Render the entries below as a Markdown table with the columns Line and Content, numbering each row and leaving out blank lines. Omit the pictures.

**EXCERPTED RECORDS**
○ ○ ○
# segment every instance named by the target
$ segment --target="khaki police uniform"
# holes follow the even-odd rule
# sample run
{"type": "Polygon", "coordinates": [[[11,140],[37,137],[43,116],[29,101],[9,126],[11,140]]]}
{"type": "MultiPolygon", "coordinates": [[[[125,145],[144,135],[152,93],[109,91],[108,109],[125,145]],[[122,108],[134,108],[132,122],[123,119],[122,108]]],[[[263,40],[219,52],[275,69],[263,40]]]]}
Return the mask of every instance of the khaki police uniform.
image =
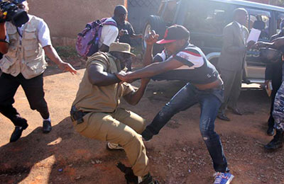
○ ○ ○
**THE RESPONSE**
| Line | Content |
|---|---|
| 1 | # segment every instance named by the target |
| 2 | $ segment --target="khaki police uniform" |
| 3 | # holes follow the even-odd rule |
| 4 | # sample run |
| 5 | {"type": "Polygon", "coordinates": [[[11,140],[37,137],[43,116],[29,101],[9,126],[11,140]]]} |
| 6 | {"type": "MultiPolygon", "coordinates": [[[[125,145],[144,135],[152,93],[109,91],[108,109],[125,145]],[[122,108],[134,108],[132,122],[123,119],[122,108]]],[[[263,40],[219,52],[275,69],[263,40]]]]} |
| 7 | Return the mask of every instance of the khaki police uniform. |
| 8 | image = |